= VOTRE OBJECTIF =
Recopiez sans rien changer le passage de l'extrait sur le compte bancaire de la société Knappe Composites qui commence aux mots « Sur injonction sous » et se termine après les mots « 15 mai 2017. ».

= EXTRAIT FOURNI =
Dans le cadre du droit au compte, la Banque de France a désigné la société Bnp Paribas, prise en son agence de [Localité 4], pour lui ouvrir un compte professionnel.
Sur injonction sous astreinte du juge des référés du tribunal de commerce de Romans-sur-Isère en date du 12 mai 2017, la société Bnp Paribas a procédé à l’ouverture de ce compte le 15 mai 2017.
Par lettre recommandée du 14 février 2018, la Bnp Paribas a notifié à la société Knappe Composites sa décision de clôturer ce compte.
Par jugement du 30 mai 2018, confirmé par arrêt de cette cour du 6 décembre 2018, le tribunal de commerce a ordonné sous peine d’astreinte, le maintien du compte de dépôt ouvert au nom de la société Knappe Composites et de son fonctionnement, conformément aux dispositions des articles D.312-5 ainsi que L.133-17 et suivants du code monétaire et financier.
Au début du mois de mai 2019, la Bnp Paribas a été destinataire d’un virement en faveur de la société Knappe Composites d’une somme de 91.006, 37 € émis par une société Tabarak Investment Capital au travers de la National Bank of Abu Dhabi.
Le 21 août 2019, la Bnp Paribas a notifié à la société Knappe Composites la clôture à effet immédiat de son compte bancaire.

= DONNÉES EXTRAITES =

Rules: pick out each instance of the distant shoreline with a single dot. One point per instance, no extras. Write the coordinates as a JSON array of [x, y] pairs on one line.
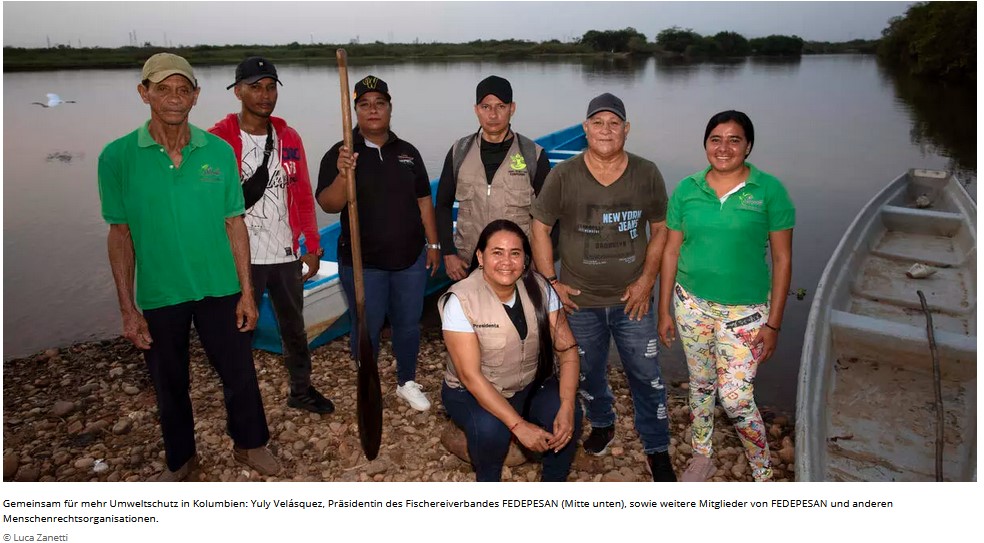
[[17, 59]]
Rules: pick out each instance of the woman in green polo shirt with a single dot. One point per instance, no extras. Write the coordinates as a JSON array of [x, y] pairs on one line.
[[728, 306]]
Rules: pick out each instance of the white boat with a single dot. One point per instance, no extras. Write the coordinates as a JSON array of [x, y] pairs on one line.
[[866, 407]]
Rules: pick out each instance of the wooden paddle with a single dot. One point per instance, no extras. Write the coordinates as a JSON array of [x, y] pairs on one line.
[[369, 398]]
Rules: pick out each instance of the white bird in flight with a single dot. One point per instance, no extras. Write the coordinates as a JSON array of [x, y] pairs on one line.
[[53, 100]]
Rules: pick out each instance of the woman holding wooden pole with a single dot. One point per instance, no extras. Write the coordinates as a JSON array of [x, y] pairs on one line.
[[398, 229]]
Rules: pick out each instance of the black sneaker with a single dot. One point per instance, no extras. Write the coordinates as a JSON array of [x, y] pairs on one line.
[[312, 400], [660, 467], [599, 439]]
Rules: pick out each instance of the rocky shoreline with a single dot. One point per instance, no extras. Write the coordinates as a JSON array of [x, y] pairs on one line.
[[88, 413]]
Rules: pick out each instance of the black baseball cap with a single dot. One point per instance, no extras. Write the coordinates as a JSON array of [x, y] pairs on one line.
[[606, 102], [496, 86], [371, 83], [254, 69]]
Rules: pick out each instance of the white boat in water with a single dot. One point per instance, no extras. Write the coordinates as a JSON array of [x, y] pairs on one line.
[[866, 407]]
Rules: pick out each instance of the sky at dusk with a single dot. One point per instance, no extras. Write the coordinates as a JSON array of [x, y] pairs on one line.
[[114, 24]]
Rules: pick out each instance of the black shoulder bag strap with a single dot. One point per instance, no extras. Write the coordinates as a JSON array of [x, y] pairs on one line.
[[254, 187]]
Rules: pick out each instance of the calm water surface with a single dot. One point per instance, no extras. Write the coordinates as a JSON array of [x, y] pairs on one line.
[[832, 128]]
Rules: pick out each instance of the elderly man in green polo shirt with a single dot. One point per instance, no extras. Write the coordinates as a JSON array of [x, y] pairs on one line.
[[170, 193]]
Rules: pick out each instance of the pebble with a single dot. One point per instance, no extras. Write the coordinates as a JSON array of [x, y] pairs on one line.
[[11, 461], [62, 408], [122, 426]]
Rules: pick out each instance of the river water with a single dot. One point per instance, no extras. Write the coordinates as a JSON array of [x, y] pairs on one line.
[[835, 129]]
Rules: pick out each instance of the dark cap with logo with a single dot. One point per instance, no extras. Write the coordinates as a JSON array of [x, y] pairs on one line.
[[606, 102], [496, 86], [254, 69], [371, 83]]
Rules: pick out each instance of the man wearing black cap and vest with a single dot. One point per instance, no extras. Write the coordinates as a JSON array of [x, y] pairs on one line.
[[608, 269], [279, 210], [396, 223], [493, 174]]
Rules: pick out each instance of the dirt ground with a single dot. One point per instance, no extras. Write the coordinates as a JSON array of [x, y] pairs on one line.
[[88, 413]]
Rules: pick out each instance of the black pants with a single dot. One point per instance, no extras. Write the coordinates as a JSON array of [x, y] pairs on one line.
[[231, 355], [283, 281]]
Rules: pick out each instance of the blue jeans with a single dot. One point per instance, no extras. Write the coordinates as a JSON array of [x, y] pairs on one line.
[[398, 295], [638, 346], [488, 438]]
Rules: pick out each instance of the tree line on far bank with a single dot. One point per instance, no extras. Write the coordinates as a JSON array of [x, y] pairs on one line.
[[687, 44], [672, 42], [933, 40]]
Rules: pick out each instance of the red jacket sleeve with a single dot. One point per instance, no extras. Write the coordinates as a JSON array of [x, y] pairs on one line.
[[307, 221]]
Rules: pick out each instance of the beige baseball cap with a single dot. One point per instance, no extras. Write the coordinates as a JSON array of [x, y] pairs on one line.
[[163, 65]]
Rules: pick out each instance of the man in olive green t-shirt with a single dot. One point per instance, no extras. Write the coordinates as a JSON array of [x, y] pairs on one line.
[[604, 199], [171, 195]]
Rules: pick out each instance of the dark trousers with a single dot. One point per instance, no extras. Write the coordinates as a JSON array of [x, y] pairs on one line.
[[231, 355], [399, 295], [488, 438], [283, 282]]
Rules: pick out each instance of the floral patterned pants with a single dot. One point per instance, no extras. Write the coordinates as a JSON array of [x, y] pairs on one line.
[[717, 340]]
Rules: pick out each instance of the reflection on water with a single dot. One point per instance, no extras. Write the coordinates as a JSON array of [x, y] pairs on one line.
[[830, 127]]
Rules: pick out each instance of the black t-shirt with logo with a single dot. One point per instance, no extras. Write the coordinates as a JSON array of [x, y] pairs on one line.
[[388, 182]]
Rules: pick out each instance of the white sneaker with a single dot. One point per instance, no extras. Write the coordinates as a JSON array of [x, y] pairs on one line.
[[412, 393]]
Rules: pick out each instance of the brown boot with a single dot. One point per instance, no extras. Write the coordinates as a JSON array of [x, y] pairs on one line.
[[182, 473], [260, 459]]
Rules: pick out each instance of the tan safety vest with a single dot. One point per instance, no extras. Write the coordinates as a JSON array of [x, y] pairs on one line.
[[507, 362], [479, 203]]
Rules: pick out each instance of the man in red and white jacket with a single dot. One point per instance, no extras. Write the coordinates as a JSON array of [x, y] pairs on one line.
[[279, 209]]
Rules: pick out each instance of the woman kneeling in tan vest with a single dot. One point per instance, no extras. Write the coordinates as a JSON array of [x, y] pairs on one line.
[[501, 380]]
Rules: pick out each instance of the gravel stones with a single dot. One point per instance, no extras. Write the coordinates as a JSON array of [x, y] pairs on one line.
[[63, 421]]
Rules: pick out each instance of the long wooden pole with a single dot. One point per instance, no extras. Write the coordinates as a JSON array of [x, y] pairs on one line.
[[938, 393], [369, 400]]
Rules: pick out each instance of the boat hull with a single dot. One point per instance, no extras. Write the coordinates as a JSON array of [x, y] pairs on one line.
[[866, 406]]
==
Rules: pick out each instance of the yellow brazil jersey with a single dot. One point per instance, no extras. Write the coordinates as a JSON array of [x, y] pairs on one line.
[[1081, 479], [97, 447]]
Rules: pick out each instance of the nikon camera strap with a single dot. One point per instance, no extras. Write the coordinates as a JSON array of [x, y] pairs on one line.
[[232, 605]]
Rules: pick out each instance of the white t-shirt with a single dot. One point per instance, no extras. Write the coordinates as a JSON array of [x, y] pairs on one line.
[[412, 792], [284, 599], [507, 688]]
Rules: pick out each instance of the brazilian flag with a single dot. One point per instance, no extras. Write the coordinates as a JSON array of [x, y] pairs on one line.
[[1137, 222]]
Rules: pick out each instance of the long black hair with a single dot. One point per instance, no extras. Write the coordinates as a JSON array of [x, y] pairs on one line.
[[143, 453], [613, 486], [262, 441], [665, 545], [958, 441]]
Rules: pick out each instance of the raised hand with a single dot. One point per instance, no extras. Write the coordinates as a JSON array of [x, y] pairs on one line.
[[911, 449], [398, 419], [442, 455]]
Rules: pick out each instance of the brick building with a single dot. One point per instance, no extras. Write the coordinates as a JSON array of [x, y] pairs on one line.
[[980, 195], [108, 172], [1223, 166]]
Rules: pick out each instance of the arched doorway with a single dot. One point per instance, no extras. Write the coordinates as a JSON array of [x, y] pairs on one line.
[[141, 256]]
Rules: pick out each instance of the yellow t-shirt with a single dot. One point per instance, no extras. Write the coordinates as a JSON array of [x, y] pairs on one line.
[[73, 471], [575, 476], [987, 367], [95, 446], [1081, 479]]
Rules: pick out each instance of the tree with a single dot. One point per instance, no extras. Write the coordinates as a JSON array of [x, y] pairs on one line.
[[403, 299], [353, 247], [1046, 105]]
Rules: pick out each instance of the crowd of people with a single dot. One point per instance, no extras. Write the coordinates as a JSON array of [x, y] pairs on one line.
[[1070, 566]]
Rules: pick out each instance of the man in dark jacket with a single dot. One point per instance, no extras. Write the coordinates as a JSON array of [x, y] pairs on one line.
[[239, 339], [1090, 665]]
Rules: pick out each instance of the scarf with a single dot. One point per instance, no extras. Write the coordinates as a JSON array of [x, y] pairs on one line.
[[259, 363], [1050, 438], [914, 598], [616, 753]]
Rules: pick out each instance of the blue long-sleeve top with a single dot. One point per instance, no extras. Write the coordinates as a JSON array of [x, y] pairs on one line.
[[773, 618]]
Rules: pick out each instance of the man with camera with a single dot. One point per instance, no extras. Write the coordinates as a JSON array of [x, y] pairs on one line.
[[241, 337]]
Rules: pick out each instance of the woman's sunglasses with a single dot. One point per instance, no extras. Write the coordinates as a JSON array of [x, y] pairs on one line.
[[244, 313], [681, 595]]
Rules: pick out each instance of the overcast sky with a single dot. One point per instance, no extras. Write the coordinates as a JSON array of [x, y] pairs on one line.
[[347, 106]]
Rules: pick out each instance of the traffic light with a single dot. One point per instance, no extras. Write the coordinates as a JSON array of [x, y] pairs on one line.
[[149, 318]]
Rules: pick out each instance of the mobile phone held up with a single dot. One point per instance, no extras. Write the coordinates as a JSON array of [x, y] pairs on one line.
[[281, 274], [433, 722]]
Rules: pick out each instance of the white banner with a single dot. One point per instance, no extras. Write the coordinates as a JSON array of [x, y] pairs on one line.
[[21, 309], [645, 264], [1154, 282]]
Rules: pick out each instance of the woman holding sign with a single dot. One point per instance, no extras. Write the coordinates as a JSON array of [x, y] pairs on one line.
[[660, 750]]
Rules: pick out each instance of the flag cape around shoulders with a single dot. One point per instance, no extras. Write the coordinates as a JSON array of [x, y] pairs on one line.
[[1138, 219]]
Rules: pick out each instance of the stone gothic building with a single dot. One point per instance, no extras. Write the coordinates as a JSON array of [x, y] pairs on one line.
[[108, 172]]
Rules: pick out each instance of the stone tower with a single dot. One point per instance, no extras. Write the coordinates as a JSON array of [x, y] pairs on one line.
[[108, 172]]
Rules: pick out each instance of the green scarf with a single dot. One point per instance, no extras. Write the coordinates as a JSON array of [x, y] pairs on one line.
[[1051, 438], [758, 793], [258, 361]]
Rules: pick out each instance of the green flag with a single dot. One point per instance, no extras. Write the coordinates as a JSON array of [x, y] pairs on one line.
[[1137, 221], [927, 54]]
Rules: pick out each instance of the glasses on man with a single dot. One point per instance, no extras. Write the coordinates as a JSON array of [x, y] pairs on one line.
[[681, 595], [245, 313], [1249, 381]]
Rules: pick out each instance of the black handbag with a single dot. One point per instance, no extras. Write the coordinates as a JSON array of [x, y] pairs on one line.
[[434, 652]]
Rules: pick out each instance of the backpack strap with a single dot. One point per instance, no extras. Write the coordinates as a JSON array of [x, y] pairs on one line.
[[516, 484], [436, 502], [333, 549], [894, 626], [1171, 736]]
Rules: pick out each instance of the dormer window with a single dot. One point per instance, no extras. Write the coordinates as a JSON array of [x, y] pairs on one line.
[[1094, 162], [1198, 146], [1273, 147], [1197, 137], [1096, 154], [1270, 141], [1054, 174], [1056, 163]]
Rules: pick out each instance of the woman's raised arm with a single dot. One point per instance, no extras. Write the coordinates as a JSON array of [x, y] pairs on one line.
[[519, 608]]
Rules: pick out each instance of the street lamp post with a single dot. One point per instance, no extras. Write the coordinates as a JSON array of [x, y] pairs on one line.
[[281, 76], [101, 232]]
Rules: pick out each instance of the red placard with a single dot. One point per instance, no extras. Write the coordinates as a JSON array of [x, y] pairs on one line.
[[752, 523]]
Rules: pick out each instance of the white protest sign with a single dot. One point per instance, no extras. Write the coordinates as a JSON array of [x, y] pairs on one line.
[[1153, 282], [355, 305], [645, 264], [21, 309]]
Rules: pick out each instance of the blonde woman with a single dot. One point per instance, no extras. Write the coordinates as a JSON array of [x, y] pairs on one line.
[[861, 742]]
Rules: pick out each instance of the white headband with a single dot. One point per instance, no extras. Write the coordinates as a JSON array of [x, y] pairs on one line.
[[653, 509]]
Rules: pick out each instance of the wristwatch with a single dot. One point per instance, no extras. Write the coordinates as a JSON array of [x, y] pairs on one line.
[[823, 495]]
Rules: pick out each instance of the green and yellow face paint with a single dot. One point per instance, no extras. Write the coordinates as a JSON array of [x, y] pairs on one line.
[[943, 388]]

= SOLUTION DU PROBLÈME =
Sur injonction sous astreinte du juge des référés du tribunal de commerce de Romans-sur-Isère en date du 12 mai 2017, la société Bnp Paribas a procédé à l’ouverture de ce compte le 15 mai 2017.